▸ **YOUR TASK**: Extract the line that contains "the wooden house" and every line after it to the end of the records below, exactly as written and nothing else.

------ ENTRIES PROVIDED ------

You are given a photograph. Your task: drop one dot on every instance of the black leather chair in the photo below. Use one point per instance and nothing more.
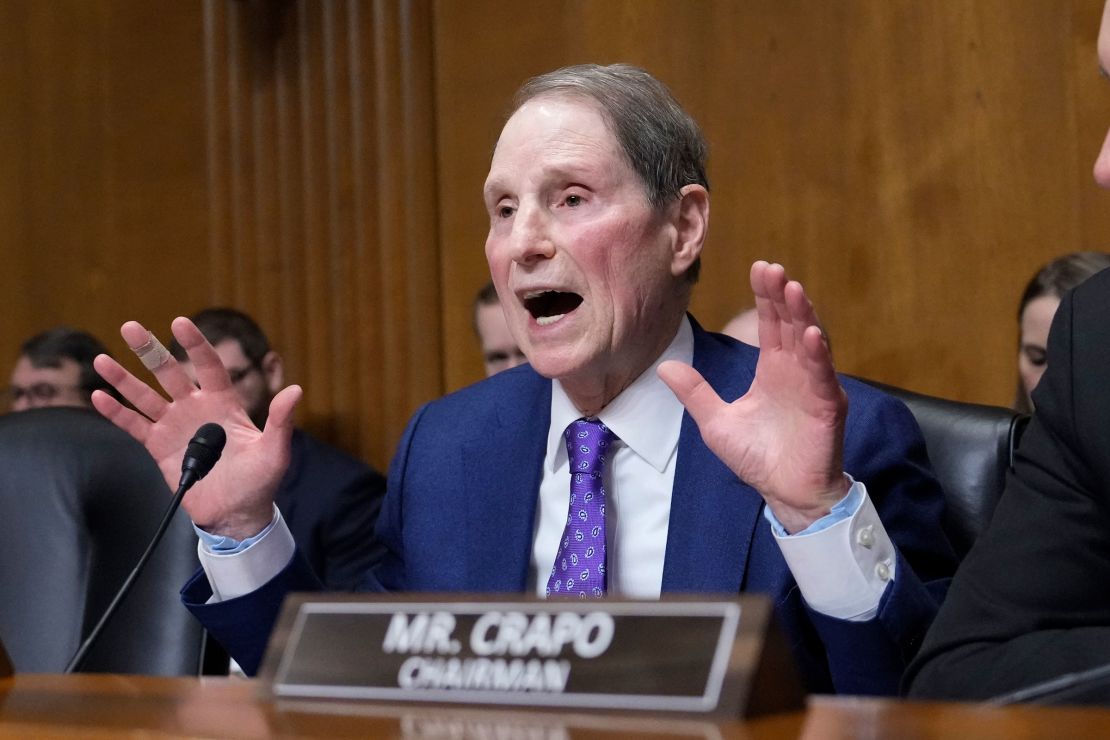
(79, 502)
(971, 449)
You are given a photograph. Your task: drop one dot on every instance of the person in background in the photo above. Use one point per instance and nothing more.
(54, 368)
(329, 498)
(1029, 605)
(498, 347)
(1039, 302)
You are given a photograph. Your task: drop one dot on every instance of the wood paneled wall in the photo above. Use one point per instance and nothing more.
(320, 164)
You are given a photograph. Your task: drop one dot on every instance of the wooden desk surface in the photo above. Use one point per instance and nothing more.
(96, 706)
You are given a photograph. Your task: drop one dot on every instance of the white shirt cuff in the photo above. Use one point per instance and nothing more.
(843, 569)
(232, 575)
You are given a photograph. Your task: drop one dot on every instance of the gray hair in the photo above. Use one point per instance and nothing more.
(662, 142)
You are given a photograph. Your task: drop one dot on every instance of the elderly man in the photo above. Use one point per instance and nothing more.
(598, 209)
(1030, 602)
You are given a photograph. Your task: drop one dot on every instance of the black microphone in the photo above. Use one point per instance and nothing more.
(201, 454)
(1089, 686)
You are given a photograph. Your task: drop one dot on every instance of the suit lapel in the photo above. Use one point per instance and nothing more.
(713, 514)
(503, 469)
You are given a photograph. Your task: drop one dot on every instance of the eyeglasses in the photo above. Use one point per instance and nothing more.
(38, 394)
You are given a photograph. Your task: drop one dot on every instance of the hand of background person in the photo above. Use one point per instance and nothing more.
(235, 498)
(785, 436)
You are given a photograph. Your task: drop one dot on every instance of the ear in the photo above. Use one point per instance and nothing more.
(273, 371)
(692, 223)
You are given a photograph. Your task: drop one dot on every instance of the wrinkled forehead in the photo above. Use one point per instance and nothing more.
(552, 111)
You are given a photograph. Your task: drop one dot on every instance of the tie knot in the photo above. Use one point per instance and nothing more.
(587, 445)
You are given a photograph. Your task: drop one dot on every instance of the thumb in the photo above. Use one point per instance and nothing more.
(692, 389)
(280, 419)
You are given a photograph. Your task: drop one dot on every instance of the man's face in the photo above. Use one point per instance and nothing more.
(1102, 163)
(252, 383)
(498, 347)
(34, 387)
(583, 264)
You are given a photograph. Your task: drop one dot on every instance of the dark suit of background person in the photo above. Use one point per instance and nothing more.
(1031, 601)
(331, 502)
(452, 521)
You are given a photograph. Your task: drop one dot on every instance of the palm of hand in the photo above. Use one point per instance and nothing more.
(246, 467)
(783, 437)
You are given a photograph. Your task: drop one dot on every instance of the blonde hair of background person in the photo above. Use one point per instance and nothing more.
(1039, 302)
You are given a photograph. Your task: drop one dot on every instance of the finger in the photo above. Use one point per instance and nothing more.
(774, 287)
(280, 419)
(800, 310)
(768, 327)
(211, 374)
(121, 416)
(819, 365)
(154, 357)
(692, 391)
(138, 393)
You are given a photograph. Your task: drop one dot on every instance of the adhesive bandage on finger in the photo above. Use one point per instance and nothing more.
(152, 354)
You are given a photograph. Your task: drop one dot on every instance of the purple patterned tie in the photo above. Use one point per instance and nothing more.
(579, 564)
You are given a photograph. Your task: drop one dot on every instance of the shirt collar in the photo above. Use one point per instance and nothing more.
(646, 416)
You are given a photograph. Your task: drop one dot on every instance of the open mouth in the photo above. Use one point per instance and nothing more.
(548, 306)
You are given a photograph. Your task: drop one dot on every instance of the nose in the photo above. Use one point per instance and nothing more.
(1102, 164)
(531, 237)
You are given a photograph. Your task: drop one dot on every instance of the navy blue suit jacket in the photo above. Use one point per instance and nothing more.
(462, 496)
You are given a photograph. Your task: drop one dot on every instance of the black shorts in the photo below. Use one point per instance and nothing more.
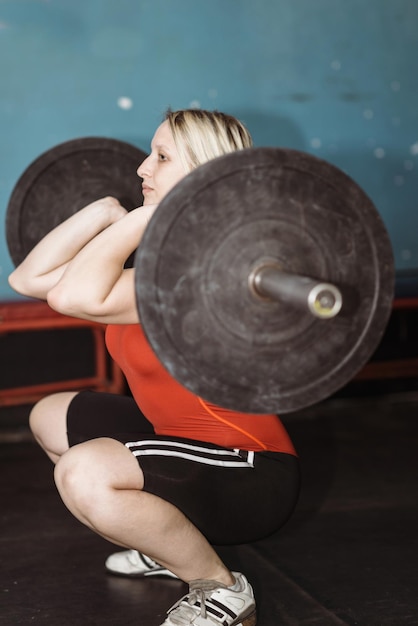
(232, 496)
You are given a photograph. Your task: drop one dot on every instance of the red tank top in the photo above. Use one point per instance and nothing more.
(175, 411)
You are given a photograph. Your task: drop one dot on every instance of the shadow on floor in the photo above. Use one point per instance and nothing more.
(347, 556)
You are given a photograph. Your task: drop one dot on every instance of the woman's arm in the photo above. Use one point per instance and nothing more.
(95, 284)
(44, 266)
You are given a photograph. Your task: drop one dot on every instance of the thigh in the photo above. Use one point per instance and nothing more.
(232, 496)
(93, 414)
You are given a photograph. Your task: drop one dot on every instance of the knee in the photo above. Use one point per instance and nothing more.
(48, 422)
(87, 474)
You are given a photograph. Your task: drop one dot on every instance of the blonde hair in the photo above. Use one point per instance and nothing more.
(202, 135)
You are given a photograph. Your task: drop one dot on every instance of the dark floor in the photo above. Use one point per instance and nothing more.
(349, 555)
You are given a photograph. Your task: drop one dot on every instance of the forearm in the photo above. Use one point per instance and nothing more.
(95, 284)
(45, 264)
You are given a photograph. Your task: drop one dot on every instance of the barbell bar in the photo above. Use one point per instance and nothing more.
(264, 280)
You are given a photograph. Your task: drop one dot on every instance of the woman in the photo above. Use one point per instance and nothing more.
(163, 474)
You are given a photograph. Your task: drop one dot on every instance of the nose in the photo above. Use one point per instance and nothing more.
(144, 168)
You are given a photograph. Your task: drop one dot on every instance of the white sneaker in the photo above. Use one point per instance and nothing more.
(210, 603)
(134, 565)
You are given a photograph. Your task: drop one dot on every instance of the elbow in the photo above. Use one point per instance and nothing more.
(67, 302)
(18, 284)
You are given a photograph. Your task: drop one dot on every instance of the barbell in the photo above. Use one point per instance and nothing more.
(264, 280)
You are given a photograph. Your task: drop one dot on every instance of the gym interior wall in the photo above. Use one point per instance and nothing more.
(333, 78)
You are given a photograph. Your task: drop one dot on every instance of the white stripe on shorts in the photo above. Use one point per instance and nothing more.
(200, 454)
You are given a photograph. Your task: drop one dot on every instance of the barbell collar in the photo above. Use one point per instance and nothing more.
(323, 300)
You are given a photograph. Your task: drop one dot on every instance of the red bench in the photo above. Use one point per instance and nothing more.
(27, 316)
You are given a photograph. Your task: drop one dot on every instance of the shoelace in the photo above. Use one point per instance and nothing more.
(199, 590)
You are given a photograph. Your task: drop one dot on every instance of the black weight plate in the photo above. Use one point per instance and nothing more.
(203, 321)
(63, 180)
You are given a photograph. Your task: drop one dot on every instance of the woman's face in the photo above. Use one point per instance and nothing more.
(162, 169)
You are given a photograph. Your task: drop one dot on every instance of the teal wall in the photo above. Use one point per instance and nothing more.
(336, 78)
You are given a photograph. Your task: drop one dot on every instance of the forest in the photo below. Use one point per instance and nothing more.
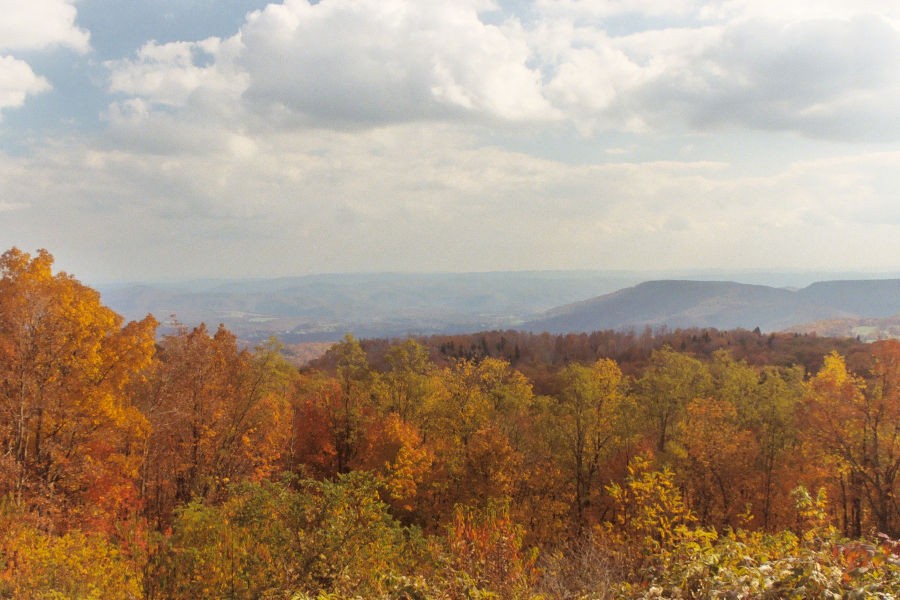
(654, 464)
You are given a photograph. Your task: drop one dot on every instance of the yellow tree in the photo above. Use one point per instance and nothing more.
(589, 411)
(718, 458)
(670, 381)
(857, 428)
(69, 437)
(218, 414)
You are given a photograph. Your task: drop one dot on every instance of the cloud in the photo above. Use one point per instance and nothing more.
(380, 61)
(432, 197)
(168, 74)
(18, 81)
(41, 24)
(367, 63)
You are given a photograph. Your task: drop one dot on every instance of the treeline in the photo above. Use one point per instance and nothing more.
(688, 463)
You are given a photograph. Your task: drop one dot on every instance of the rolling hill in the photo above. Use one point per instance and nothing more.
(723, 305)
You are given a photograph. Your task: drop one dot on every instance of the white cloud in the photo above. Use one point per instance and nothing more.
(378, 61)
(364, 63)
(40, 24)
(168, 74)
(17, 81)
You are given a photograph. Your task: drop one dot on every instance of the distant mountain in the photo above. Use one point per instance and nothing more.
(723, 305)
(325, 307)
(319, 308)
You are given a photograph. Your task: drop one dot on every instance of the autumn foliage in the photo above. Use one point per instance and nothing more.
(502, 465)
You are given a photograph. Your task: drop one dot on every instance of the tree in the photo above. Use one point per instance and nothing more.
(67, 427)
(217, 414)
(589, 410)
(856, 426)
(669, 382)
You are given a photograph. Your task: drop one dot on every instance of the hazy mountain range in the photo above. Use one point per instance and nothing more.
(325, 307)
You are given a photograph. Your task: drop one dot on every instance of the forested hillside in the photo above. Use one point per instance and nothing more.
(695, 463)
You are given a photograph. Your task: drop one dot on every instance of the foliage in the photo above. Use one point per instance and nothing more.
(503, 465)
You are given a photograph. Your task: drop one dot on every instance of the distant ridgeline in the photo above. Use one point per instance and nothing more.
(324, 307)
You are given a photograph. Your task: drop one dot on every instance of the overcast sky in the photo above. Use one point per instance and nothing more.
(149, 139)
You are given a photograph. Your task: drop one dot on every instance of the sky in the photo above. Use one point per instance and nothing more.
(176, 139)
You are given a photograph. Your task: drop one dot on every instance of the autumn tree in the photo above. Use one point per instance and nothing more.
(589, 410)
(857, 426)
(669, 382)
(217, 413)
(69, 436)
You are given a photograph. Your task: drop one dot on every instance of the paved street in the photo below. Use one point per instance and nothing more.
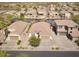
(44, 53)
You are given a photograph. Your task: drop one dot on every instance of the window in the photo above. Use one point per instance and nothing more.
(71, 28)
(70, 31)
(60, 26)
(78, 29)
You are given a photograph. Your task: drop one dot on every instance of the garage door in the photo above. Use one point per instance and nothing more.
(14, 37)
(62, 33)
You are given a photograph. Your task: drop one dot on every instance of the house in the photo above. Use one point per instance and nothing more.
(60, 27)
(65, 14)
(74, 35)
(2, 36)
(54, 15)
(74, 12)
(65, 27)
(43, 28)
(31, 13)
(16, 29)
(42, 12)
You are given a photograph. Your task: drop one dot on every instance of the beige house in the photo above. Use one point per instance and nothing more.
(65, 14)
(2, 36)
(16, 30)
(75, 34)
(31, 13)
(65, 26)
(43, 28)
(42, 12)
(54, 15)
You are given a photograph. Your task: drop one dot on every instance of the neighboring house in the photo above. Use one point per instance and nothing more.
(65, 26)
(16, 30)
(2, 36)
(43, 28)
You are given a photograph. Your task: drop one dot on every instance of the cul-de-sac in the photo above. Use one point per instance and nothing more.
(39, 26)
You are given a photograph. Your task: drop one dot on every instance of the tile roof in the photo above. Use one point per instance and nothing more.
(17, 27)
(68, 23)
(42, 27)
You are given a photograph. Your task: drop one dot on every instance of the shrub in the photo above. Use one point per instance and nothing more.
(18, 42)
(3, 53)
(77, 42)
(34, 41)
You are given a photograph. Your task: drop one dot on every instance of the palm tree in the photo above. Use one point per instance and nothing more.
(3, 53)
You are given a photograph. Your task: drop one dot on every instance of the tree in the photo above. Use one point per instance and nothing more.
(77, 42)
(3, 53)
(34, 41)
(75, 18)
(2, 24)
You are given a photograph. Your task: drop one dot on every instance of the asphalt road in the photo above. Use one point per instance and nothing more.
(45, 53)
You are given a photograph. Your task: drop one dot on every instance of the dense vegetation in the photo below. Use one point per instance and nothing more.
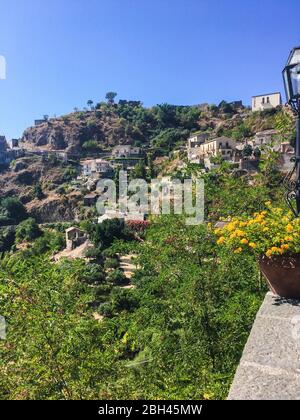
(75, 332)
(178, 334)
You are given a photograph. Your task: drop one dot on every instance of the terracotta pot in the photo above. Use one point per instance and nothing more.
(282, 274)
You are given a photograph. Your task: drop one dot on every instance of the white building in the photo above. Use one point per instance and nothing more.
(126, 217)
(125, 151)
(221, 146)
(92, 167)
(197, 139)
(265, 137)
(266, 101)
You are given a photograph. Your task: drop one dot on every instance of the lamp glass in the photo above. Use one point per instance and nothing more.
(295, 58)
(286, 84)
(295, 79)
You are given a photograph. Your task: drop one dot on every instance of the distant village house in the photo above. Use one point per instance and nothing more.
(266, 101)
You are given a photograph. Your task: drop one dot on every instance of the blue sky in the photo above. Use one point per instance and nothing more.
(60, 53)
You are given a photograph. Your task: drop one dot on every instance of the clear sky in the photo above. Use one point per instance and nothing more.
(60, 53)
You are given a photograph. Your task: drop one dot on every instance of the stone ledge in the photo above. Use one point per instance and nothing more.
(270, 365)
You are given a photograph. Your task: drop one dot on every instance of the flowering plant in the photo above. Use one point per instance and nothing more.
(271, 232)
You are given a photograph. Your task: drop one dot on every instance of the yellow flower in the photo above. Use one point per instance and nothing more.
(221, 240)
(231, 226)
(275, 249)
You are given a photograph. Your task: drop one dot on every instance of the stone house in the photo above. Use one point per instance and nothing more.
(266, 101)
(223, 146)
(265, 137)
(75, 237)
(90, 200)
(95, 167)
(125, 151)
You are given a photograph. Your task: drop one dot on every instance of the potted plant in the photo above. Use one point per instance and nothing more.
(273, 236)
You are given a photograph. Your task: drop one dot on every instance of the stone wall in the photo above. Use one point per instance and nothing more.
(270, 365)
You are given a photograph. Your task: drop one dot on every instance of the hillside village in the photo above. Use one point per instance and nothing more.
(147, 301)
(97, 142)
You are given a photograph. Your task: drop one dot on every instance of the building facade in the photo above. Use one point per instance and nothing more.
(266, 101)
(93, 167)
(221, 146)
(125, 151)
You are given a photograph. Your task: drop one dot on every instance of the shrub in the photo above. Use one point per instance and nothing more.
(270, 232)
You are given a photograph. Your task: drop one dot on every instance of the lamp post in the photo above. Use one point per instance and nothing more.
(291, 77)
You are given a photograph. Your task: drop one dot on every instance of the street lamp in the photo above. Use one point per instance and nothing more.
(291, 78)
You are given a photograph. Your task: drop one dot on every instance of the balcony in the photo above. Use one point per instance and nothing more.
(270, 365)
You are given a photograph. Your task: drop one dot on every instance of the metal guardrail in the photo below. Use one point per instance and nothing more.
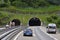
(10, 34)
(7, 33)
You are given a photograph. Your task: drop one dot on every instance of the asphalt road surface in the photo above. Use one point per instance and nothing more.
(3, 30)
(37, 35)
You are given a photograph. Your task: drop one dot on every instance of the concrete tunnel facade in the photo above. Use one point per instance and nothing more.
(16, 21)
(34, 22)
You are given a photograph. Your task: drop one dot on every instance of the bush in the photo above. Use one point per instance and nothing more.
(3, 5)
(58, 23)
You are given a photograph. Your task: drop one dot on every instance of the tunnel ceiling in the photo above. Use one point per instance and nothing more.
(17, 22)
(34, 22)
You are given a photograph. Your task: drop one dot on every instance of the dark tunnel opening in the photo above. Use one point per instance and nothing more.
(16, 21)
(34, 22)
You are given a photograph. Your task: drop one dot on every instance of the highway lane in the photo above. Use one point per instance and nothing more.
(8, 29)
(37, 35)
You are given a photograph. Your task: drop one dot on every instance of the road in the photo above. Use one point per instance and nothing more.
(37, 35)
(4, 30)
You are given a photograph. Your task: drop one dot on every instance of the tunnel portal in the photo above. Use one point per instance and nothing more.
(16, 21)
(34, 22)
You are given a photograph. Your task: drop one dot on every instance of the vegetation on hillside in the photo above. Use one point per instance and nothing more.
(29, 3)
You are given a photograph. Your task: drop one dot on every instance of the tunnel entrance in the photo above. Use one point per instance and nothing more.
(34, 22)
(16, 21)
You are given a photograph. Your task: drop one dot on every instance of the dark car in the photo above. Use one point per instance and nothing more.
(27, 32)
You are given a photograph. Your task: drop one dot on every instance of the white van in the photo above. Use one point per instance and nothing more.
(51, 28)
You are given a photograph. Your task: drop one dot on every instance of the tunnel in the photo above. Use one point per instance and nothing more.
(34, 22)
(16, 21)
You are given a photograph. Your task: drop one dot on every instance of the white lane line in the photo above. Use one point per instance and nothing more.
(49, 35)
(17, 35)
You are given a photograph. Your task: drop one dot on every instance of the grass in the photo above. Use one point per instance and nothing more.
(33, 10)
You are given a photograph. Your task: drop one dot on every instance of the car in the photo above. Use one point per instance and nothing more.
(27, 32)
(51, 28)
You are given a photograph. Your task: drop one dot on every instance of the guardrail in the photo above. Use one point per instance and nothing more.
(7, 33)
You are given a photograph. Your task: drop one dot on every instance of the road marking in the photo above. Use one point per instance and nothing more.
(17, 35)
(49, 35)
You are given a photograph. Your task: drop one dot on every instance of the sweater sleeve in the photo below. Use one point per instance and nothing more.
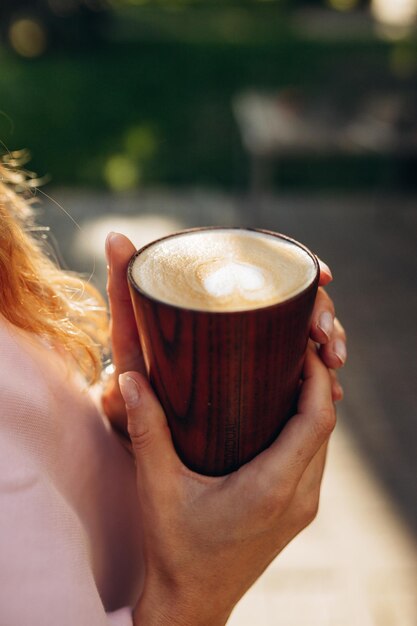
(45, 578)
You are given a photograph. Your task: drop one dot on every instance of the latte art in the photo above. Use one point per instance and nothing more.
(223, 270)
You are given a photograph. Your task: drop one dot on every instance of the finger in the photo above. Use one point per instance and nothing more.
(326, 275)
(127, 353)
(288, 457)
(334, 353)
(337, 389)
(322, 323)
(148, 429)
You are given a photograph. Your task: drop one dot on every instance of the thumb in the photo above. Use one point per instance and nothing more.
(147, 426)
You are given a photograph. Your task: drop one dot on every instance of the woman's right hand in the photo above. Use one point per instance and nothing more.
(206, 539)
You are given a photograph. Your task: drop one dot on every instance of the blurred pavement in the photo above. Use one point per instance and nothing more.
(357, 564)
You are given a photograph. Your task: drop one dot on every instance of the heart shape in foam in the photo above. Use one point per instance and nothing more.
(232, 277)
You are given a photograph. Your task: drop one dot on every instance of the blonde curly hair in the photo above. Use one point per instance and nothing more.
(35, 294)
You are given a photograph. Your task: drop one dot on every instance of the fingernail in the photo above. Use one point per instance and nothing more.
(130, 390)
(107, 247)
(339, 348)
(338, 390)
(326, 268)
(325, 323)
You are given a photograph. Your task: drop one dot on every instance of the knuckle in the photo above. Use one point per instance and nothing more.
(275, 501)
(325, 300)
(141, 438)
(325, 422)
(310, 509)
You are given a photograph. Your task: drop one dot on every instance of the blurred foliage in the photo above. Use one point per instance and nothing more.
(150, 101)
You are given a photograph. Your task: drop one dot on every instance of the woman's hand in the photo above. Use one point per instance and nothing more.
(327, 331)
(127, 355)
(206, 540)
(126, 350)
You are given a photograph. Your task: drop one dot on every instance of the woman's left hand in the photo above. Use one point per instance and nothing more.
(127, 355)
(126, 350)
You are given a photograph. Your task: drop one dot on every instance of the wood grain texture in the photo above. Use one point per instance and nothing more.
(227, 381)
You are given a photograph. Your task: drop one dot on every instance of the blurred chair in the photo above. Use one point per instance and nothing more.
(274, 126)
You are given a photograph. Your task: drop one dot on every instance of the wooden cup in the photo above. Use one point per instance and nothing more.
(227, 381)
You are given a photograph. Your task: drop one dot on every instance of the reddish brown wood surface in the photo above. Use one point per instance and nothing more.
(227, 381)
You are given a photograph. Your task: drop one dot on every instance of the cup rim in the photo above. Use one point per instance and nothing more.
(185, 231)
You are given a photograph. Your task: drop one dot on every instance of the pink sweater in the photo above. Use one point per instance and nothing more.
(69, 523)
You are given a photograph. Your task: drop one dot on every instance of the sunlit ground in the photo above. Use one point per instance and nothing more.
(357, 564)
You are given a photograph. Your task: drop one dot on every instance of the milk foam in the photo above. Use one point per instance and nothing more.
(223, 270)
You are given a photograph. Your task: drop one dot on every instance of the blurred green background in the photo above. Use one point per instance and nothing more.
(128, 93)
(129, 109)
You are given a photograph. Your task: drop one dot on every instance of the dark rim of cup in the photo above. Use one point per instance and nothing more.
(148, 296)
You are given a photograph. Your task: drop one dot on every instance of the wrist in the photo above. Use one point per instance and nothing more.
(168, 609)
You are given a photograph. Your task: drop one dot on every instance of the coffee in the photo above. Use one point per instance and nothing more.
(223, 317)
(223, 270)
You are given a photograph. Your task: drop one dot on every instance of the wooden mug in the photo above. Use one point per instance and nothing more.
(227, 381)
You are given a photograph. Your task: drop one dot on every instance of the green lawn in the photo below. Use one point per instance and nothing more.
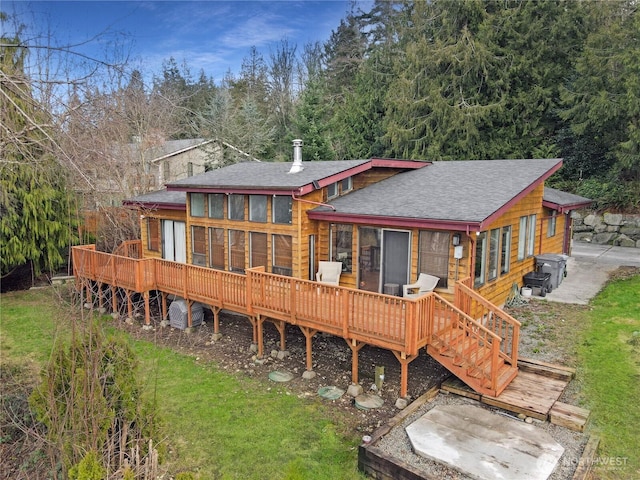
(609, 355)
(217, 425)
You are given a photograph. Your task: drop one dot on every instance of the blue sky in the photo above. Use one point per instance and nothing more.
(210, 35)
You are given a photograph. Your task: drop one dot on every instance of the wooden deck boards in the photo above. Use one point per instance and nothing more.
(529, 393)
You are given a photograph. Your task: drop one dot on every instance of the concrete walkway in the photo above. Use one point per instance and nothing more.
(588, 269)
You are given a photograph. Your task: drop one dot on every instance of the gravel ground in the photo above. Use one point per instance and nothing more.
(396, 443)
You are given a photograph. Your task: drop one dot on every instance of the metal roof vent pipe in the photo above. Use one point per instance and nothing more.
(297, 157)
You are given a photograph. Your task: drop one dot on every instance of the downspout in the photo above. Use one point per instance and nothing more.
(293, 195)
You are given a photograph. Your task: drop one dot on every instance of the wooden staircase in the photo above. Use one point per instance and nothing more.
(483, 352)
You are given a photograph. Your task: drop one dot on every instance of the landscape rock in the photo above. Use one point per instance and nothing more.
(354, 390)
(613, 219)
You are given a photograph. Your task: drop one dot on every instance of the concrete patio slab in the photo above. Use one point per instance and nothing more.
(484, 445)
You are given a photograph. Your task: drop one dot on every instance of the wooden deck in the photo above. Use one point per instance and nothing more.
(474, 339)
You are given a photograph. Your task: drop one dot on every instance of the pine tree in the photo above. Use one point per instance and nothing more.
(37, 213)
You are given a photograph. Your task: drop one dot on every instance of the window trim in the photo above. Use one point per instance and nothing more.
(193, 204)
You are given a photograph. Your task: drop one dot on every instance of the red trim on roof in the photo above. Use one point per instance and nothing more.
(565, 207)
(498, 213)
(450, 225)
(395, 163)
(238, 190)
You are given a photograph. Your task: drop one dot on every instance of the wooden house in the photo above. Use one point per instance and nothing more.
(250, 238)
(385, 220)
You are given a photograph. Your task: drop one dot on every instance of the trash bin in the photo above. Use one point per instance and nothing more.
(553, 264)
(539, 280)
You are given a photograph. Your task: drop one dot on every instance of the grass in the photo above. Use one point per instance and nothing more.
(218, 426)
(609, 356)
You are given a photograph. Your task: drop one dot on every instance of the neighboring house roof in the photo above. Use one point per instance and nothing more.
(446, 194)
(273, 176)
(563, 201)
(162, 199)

------

▸ **TASK SOLUTION**:
You are given a photograph. Your task: drop one dot on every instance of the wooden house in the photo above. Use one point per instance and nothing more.
(250, 238)
(385, 220)
You are given a photograph. Your task: drop one dot on every instance of the trash bin in the photo above. Use one point per instance and nothing more.
(553, 264)
(539, 280)
You are given a photograph. Your task: drop one dot on every instance of the grass in the photo above. Use one point per instance and nothing more.
(218, 426)
(609, 356)
You are given a photograph. Your task: drop one dot on every instance of the neighboring house roof in the photo above. Use one point per instance and nothing more.
(446, 194)
(273, 176)
(563, 201)
(162, 199)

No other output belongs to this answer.